Rédigez la suite du texte sur la formule de la Réserve Spéciale de Participation, en reprenant juste après sa dernière phrase.
++++ TEXTE FOURNI
La formule légale de la Réserve Spéciale de Participation (RSP)

La formule de calcul officielle

Le versement d’une participation aux résultats aux salariés est obligatoire dans les entreprises d’au moins 50 salariés, et facultative dans les autres entreprises. Le montant minimum de cette participation est prévu par la loi. Étant bloquée en principe 5 ans, la société doit constituer une Réserve Spéciale de Participation (RSP) calculée de la manière suivante :

RSP = ½ (B – 5%C) x S / VA

B : Bénéfice net
C : Capitaux propres
S : Salaires bruts au titre de l’exercice
VA : Valeur Ajoutée

L’accord de participation peut prévoir une autre formule de calcul mais elle doit être au moins aussi avantageuse pour les salariés.

A première vue, la formule peut paraître très complexe, voire saugrenue ! Pourtant, et heureusement, il existe une véritable logique économique derrière cette formule.

Le produit 1/2(B – 5%C)

Pour commencer, la fraction 1/2 ne contient pas d’explication particulière.

La seconde partie « (B-5%C) » consiste à retenir le bénéfice net de l’entreprise sous déduction d’une quote-part de 5% des capitaux propres.  Les capitaux propres représentent la contrepartie des apports des associés.

Ces 5% peuvent être interprétés comme une somme laissée dans la société pour que cette dernière puisse s’autofinancer (en investissant par exemple).

Cette déduction signifie que même en cas de réalisation d’un bénéfice, une participation n’est pas forcément due, notamment si le montant des capitaux propres est élevé. Ainsi, si à première vue, une augmentation de capital peut être une bonne nouvelle pour une société, avec l’arrivée d’argent frais permettant de nouveaux investissements, il ne faut pas oublier qu’une telle opération augmente les capitaux propres et réduit en conséquence le montant de la participation. Cet argent réinvesti peut également permettre d’augmenter le bénéfice. En tout cas, c’est ce qui est souhaité.
++++++++
++++ MATÉRIEL FOURNI
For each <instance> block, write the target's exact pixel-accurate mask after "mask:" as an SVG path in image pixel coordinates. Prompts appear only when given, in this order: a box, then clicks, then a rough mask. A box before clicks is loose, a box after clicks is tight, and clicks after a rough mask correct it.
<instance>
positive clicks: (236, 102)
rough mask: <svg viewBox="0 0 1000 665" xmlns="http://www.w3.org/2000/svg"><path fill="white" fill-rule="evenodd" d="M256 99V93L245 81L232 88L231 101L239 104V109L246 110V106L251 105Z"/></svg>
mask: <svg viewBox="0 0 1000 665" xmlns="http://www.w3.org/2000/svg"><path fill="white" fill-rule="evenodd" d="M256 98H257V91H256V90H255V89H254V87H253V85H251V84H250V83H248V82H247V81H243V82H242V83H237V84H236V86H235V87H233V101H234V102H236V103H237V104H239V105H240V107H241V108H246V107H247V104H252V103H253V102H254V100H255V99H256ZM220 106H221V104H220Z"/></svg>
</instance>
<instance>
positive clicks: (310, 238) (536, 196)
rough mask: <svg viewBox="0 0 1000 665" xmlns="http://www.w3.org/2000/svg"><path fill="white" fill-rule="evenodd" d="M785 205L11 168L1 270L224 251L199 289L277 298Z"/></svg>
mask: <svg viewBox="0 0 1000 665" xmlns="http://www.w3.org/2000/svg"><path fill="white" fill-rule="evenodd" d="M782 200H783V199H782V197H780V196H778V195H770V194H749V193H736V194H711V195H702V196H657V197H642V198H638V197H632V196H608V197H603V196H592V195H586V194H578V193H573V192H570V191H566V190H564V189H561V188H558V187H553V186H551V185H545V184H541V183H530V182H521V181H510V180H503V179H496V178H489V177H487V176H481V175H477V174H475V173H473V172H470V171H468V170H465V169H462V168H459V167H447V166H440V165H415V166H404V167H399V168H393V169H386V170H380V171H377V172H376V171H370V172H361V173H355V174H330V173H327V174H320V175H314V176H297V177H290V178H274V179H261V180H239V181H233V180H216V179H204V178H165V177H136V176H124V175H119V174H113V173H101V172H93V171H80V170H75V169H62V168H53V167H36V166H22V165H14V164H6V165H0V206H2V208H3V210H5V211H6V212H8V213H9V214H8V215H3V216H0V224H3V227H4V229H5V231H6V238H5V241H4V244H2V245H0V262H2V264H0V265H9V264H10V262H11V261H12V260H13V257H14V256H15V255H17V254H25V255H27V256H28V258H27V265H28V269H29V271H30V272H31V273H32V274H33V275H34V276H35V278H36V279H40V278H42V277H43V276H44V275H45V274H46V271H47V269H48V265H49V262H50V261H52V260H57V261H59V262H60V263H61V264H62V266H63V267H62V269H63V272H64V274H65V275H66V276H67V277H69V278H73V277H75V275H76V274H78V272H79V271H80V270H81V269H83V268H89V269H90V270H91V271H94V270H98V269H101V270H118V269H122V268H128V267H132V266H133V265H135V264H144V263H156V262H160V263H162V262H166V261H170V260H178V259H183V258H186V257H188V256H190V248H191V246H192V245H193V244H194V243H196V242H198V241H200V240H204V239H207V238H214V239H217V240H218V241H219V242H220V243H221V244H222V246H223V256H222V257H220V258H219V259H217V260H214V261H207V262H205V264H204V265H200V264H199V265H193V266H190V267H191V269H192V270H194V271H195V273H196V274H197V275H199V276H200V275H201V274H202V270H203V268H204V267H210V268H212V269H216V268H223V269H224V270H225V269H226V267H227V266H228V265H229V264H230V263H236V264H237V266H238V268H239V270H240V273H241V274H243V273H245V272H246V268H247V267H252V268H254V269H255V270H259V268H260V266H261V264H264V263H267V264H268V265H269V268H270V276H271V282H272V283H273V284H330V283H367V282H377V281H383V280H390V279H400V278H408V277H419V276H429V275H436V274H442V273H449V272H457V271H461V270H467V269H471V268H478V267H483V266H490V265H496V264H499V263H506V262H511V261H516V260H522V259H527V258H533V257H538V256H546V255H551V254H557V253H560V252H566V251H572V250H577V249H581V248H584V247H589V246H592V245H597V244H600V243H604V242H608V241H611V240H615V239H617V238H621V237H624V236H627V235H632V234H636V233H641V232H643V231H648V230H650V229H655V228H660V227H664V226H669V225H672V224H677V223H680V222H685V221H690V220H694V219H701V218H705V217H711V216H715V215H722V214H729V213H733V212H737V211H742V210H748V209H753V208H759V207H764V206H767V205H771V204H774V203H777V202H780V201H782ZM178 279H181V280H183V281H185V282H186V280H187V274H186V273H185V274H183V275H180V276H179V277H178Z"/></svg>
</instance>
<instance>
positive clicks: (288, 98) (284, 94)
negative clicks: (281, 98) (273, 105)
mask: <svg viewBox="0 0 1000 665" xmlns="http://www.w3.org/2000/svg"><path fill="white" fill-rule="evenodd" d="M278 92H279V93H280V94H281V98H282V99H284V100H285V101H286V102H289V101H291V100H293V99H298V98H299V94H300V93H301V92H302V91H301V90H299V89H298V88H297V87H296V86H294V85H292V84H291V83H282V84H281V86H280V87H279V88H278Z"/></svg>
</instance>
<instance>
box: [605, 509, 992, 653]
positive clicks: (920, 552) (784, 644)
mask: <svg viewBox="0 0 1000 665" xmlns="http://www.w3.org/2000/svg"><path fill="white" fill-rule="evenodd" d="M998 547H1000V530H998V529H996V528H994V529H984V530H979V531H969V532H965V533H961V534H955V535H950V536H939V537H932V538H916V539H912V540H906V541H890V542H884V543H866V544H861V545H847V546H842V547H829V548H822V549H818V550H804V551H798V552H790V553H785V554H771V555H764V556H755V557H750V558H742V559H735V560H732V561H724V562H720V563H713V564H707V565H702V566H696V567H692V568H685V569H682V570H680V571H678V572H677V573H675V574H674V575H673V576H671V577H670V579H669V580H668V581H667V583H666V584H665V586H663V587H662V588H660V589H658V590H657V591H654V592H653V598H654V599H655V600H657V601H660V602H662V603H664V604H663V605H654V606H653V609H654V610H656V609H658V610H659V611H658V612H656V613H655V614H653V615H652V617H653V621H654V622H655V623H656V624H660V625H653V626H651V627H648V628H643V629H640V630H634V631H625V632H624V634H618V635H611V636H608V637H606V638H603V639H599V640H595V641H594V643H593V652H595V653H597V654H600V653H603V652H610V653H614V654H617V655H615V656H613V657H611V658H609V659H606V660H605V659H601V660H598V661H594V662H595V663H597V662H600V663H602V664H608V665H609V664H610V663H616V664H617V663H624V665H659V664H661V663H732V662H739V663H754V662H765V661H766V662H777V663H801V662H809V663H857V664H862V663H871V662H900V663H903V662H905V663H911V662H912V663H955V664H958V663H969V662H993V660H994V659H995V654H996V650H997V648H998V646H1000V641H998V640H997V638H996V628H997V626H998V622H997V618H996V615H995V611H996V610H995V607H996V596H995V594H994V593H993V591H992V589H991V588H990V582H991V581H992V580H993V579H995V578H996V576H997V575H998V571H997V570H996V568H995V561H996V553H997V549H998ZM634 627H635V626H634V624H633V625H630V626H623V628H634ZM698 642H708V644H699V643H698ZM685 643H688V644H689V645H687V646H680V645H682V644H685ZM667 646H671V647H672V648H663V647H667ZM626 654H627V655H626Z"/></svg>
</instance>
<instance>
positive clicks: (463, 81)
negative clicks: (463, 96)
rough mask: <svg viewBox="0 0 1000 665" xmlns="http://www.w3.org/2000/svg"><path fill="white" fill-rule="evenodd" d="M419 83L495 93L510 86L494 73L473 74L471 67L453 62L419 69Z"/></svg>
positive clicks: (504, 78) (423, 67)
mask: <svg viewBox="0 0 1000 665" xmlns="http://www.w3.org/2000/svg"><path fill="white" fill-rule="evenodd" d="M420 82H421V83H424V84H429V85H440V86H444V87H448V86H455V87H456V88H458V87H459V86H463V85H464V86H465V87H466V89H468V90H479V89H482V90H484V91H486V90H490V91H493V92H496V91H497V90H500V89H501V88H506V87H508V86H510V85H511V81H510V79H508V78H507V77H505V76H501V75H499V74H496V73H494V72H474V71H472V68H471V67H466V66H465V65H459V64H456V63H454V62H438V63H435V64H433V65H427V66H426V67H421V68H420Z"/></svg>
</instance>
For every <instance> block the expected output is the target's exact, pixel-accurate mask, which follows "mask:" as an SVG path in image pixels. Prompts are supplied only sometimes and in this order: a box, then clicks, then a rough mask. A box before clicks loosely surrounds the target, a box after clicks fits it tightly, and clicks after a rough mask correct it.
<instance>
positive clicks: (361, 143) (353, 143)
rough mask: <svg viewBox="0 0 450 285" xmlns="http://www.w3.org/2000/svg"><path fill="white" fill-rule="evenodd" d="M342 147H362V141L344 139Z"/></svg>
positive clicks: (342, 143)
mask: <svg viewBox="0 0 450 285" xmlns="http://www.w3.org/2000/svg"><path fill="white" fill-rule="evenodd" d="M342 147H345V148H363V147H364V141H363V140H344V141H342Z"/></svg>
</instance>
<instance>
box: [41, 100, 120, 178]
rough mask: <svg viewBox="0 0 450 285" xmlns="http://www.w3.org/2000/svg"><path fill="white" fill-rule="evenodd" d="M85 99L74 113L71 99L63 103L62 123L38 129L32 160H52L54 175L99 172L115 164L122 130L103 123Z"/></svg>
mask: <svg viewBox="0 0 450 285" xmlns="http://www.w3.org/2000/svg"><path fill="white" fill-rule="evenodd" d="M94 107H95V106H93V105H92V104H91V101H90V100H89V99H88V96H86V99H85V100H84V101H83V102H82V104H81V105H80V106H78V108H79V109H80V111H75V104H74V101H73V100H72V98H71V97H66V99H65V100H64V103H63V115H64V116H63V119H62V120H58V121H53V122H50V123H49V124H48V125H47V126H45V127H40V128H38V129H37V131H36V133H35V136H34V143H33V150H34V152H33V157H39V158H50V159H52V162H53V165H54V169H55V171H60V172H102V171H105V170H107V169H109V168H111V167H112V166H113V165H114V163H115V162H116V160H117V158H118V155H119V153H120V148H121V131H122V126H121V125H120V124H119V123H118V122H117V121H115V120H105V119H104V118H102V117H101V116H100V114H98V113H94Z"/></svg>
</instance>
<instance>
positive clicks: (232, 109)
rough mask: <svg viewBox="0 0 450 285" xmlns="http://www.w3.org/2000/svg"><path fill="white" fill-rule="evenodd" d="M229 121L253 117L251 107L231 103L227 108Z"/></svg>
++++++++
* _RÉPONSE PROPOSÉE_:
Le rapport S / VA

La deuxième partie de la formule « S/VA » exprime la quote-part de participation des salariés (l’effort de travail) dans la création de richesse de l’entreprise.

La valeur ajoutée représente une forme de marge réalisée par l’entreprise. C’est ce qu’il reste à l’entreprise après déduction des achats et prestations facturées par les fournisseurs (mais hors déduction des salaires, impôts et amortissements).

Les composants de la formule légale à la loupe

De manière générale, il est souvent impossible de retrouver par soi-même, par le calcul, le montant de la réserve spéciale de participation, à partir des comptes annuels (bilan et résultat).

La formule prévue à l’article L. 3324-1 du code du travail comprend en effet un certain nombre de retraitements.

B : Bénéfice net

Le bénéfice net de la RSP est obtenu par l’opération suivante :

Bénéfice net = Résultat fiscal – Impôt sur les sociétés hors crédits d’impôt

Attention : le bénéfice net de la formule de RSP ne correspond pas au résultat de l’exercice visible dans les comptes annuels de l’entreprise.

La formule fait référence au résultat fiscal de la société, celui qui sert de base de calcul à l’impôt sur les sociétés.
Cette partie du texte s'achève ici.